### Exercise instructions
Update the note on depreciation of leased assets by writing out the portion that begins with "A recent decision" and ends with "of the vehicle.", with each "Supreme Court" changed to "apex court".

### Source excerpt
────────────────
Pages

Saturday, February 2, 2013

Depreciation on leased assets

---------- Forwarded message ----------
From: Nandkishore Hegde <hegdenandkishore@yahoo.com>
Date: Sat, Feb 2, 2013 at 12:59 PM
Subject: Depreciation on leased assets

 

Dear colleagues,
 
A recent decision of the Supreme Court in the case of ICDs Limited has created a new twist to the ever controversial topic of depreciation on leased assets. The Supreme Court has held that the lessor would be entitled to the depreciation even if  at the end of the lease period, the ownership of the vehicle is transferred to the lessee at a nominal value not exceeding 1% of the original cost of the vehicle.
 
In light of the decision the many rulings drawing a distinction between an operating lease and a finance lease and disallowing depreciation to the lessor may no longer hold the field. Unfortunately the Supreme Court decision was mainly concerned with whether the taxpayer could be considered an owner even if it had leased the asset and the observations were limited to the facts before it in that context.
 
A small synopsis of the ruling is enclosed.
 
 
 
 
I.C.D.S Limited, ("taxpayer") is a non-banking finance public company which is engaged in the business of hire purchase, leasing and real estate etc. The taxpayer claimed depreciation on vehicles at a rate higher than those prescribed, on the ground that the vehicles are used in the business of running them on hire. The vehicles on which depreciation was claimed was purchased by the taxpayer directly from the manufacturers and leased out to its customers. However, in the certificate of registration issued under the Motor Vehicles Act, 1988 ("the MV Act") lessees were registered as owners of the vehicles
 
·         The key facts of the lease agreement were:
 
   The taxpayer was the exclusive owner of the vehicle at all points of time;
   If the lessee committed a default, the taxpayer is empowered to re-possess the vehicle (and not merely recover money from the customer);
   At the conclusion of the lease period, the lessee was obliged to return the vehicle to the taxpayer;
   The taxpayer had the right of inspection of the vehicle at all times.
 
·          The Assessing Officer ("AO") disallowed the claims, both on account of depreciation and higher rate, on the ground that the taxpayer had merely financed the purchase of these assets and was neither the owner nor the user of such assets.
────────────────
### Annotated coordinate records
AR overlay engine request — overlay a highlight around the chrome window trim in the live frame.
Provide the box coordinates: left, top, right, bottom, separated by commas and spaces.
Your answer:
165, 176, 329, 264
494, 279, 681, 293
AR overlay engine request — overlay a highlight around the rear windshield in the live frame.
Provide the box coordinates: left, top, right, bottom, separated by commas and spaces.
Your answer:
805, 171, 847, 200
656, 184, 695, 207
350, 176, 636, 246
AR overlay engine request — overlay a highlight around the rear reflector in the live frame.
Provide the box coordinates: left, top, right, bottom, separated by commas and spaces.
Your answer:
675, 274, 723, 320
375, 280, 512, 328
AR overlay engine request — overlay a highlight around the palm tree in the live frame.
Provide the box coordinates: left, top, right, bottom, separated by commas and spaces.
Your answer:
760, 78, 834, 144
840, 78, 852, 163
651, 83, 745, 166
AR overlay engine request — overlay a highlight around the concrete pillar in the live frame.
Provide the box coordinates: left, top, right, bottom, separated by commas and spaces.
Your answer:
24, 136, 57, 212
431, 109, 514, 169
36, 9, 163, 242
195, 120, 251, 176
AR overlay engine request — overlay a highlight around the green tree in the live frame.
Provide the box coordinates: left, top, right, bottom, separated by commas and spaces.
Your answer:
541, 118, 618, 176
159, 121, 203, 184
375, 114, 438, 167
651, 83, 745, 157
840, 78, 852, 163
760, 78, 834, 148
────────────────
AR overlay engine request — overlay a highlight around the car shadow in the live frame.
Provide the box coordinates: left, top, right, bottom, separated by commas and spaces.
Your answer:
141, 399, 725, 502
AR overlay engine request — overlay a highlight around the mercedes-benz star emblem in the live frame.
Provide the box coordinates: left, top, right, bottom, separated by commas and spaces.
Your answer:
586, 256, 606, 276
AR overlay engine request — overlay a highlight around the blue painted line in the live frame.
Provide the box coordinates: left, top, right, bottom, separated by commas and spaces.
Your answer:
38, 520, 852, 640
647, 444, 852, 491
────────────────
### Expected answer
A recent decision of the apex court in the case of ICDs Limited has created a new twist to the ever controversial topic of depreciation on leased assets. The apex court has held that the lessor would be entitled to the depreciation even if  at the end of the lease period, the ownership of the vehicle is transferred to the lessee at a nominal value not exceeding 1% of the original cost of the vehicle.